This finding might indicate that the large majority of companies either don’t see how integrating the SDGs in their existing approach could work or frame it as another check-in-the-box exercise which does not add value to their business. The Dow Chemical Company and Novozymes are positive examples of companies that are actively working on contributing to achieving the SDGs by choosing a proactive approach, and are linking their sustainability goals to the UN-agenda.
Dow Chemical is redefining the role of business in society. By 2025, it plans to have helped to lead the transition to a sustainable planet and society: “Over the next decade, Dow will continue to reduce its operational footprint, deliver ever-increasing value to customers and society through its handprint of products and solutions, and develop and deliver a blueprint for a sustainable planet and society”.
Dow’s recently developed 2025 Sustainability Goals are a continuation of the company’s 2015 Sustainability Goals, which have provided a roadmap for the company since their introduction in 2006. To achieve the objectives, Dow has to meet three criteria: unlocking the potential of people and science, valuing nature, and building courageous coalitions. By mapping the SDGs on its seven 2025 goals, Dow ensured that sustainable development is fully integrated in the corporate strategy. This demonstrates that alignment between societal and corporate goals is conceivable.

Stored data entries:
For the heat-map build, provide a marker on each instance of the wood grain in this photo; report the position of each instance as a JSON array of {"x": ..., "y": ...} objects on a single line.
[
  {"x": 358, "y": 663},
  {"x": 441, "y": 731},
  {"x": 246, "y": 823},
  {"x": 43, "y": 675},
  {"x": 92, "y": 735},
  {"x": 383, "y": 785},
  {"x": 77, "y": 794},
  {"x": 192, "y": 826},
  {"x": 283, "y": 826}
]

**Task directions:** Rewrite the passage on corporate SDG goals, starting at "Dow’s recently developed" and ending at "goals is conceivable.", changing "roadmap" to "guide".

**Completed exercise:**
Dow’s recently developed 2025 Sustainability Goals are a continuation of the company’s 2015 Sustainability Goals, which have provided a guide for the company since their introduction in 2006. To achieve the objectives, Dow has to meet three criteria: unlocking the potential of people and science, valuing nature, and building courageous coalitions. By mapping the SDGs on its seven 2025 goals, Dow ensured that sustainable development is fully integrated in the corporate strategy. This demonstrates that alignment between societal and corporate goals is conceivable.